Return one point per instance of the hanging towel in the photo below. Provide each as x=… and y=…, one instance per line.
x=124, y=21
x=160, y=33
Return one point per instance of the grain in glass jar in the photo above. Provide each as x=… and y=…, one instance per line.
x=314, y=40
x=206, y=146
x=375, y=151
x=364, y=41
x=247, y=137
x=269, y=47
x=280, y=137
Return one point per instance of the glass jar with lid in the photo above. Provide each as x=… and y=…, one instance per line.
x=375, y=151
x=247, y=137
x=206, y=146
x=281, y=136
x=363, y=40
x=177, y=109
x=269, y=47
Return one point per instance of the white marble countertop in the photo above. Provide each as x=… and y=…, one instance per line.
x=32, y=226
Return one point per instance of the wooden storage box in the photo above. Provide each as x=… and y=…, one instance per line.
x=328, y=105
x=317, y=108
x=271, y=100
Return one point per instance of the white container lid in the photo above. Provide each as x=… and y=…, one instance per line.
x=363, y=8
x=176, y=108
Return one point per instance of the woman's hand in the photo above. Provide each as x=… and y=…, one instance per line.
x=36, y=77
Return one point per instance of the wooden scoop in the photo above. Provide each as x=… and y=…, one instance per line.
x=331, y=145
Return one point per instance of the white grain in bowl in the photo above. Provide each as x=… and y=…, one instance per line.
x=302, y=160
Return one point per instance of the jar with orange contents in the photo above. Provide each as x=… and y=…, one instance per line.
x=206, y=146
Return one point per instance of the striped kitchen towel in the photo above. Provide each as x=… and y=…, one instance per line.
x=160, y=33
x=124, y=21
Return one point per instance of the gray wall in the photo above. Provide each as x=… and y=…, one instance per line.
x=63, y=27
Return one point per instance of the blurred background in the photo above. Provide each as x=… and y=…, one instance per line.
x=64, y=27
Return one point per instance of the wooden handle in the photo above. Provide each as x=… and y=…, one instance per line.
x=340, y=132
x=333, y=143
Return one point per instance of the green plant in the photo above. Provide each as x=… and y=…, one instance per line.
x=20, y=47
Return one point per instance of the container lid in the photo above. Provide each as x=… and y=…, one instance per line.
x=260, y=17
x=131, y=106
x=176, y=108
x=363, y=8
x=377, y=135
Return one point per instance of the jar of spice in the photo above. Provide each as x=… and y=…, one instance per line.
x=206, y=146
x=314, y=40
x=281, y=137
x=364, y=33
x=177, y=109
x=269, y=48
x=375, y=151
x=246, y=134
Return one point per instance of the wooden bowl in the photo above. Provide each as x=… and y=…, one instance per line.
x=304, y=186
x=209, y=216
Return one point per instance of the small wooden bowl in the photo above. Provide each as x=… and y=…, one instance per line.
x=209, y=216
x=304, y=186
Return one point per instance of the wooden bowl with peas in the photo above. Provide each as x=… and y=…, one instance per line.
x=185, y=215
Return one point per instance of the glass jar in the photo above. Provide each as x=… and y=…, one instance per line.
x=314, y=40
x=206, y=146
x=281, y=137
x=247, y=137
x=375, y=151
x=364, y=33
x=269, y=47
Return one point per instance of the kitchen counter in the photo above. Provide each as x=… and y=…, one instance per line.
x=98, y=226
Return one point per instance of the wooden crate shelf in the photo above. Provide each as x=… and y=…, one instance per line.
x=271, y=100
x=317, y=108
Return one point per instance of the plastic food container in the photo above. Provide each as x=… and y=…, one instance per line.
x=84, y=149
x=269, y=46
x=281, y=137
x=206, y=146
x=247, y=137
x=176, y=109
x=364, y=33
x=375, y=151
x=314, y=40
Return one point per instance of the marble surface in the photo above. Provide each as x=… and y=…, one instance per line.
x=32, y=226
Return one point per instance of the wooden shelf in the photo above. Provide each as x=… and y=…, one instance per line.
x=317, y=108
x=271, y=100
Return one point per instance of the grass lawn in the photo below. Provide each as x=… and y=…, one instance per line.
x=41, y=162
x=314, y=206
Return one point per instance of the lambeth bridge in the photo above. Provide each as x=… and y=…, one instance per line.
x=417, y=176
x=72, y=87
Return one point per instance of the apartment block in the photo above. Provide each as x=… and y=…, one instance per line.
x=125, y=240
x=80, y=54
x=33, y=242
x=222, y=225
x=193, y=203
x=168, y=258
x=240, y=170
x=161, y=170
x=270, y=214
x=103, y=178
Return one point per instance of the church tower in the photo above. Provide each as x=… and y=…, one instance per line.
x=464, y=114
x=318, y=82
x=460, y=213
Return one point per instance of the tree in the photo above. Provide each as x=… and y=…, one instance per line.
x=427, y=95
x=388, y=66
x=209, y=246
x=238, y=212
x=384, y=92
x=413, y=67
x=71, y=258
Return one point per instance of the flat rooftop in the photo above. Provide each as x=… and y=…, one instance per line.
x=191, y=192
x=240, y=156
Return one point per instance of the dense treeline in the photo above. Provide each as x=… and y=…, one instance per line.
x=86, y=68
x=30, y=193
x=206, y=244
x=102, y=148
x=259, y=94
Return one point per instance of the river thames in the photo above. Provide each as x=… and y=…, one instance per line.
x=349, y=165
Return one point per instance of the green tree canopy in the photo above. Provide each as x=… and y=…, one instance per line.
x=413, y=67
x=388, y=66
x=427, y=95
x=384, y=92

┄┄┄┄┄┄┄┄┄┄

Problem to solve: Retype every record above exactly as it appears.

Solution for this exercise:
Return one point per instance of the hanging towel in the photo below. Provide each as x=… and y=…, one instance per line.
x=124, y=21
x=160, y=33
Return one point per instance of the grain in glass jar in the photo above. Provide each as x=… and y=…, one instance per line.
x=314, y=40
x=206, y=146
x=375, y=151
x=364, y=41
x=247, y=137
x=269, y=47
x=280, y=137
Return one point per instance of the glass jar with lid in the photo above. Provide each as x=… and y=…, one instance per line.
x=375, y=151
x=247, y=137
x=206, y=146
x=281, y=136
x=363, y=40
x=177, y=109
x=269, y=47
Return one point per instance of the white marble countertop in the photo above. Provide each as x=… and y=…, one instance per line.
x=32, y=226
Return one point per instance of the wooden storage box in the photo above. Provide each as x=… and y=…, one instance per line.
x=328, y=105
x=317, y=108
x=271, y=100
Return one point per instance of the white container lid in the photo above. Provide each as x=… and y=…, one instance per line.
x=363, y=8
x=176, y=108
Return one point per instance of the woman's hand in the photo above. Provide each as x=… and y=…, one instance per line.
x=36, y=77
Return one point per instance of the wooden scoop in the photo above. Provide each as x=… and y=…, one instance per line.
x=331, y=145
Return one point per instance of the white grain in bowl in the photo above. Provide each as x=… and y=…, one instance per line.
x=302, y=160
Return one point per instance of the jar with orange contents in the photo above. Provide each as x=… and y=…, one instance per line.
x=206, y=146
Return one point per instance of the striped kitchen towel in the photo above. Provide each as x=… and y=…, one instance per line.
x=160, y=33
x=124, y=21
Return one point per instance of the gray wall in the photo above. Provide each as x=… and y=…, one instance per line.
x=63, y=27
Return one point per instance of the blurred background in the photo above. Provide each as x=… and y=…, one instance per line.
x=64, y=27
Return one point per instance of the wooden handle in the photo above. Provide each as x=… and y=…, one instance per line.
x=340, y=132
x=333, y=143
Return one point per instance of the green plant in the photo above. Provide each as x=… and y=…, one instance per line.
x=20, y=47
Return one point per instance of the container lid in the photo above. Provide each as x=… and y=…, one instance per line.
x=260, y=17
x=131, y=106
x=176, y=108
x=363, y=8
x=377, y=135
Return one point per instance of the jar of spice in the photo above. Provide each as x=… and y=…, one instance per line.
x=206, y=146
x=314, y=40
x=281, y=137
x=364, y=33
x=177, y=109
x=269, y=48
x=375, y=151
x=246, y=134
Return one point per instance of the wooden bowl in the photo above. Provide each as x=… and y=…, one instance per line.
x=304, y=186
x=209, y=216
Return one point per instance of the small wooden bowl in the photo above. Provide each as x=… and y=…, one instance per line.
x=209, y=216
x=304, y=186
Return one point per instance of the wooden bowl with peas in the photo above. Provide each as x=… and y=…, one instance per line.
x=185, y=215
Return one point per instance of the glass jar in the photo above. Provide each as x=… and y=…, one instance per line.
x=314, y=40
x=206, y=146
x=281, y=137
x=247, y=137
x=375, y=151
x=364, y=33
x=269, y=47
Return one point per instance of the kitchen counter in the photo above. Provide each as x=… and y=…, one instance per line.
x=98, y=226
Return one point per instance of the wooden crate shelf in the photo above. Provide each as x=… and y=…, one instance per line.
x=271, y=100
x=317, y=108
Return one point per instance of the plastic food container in the photo above. Provide each as x=… and y=…, one instance per line.
x=84, y=149
x=269, y=46
x=281, y=137
x=206, y=146
x=247, y=137
x=176, y=109
x=364, y=33
x=375, y=151
x=314, y=40
Return one point per instance of the marble surface in the photo above. Provide each as x=… and y=…, one instance per line.
x=32, y=226
Return one point per instance of the wooden shelf in the photo above. Provide each as x=… and y=…, one instance per line.
x=317, y=108
x=271, y=100
Return one point per instance of the grass lawn in the photo below. Provide each as x=… and y=…, one instance per line.
x=41, y=162
x=314, y=206
Return one point per instance of the lambeth bridge in the photo above. Provide each as x=… and y=…, one instance per line.
x=417, y=176
x=72, y=87
Return one point per instance of the apartment block in the photo above. Provide each as x=… and y=…, one instance per line.
x=125, y=240
x=80, y=54
x=33, y=242
x=222, y=225
x=193, y=203
x=168, y=258
x=240, y=170
x=161, y=170
x=270, y=214
x=103, y=178
Return one point per instance of the church tower in the photo above. Provide each as x=… and y=…, one instance per line.
x=464, y=114
x=318, y=82
x=460, y=213
Return one point per instance of the tree in the photo above. Provide each as x=… and y=…, one instance per line.
x=427, y=95
x=388, y=66
x=209, y=246
x=238, y=212
x=384, y=92
x=413, y=67
x=71, y=258
Return one point per instance of the flat rooftop in the photo above. Provide each as x=… and y=…, one instance per line.
x=191, y=192
x=240, y=156
Return one point per instance of the dense treeline in the photo above. Provide each as x=… and y=…, one instance per line.
x=86, y=68
x=30, y=193
x=206, y=244
x=102, y=148
x=259, y=94
Return one point per instance of the river thames in the photo above. Provide each as x=… and y=…, one instance per line.
x=349, y=165
Return one point per instance of the green tree canopy in the photo above. Provide each as x=… and y=…, one instance per line.
x=413, y=67
x=388, y=66
x=427, y=95
x=384, y=92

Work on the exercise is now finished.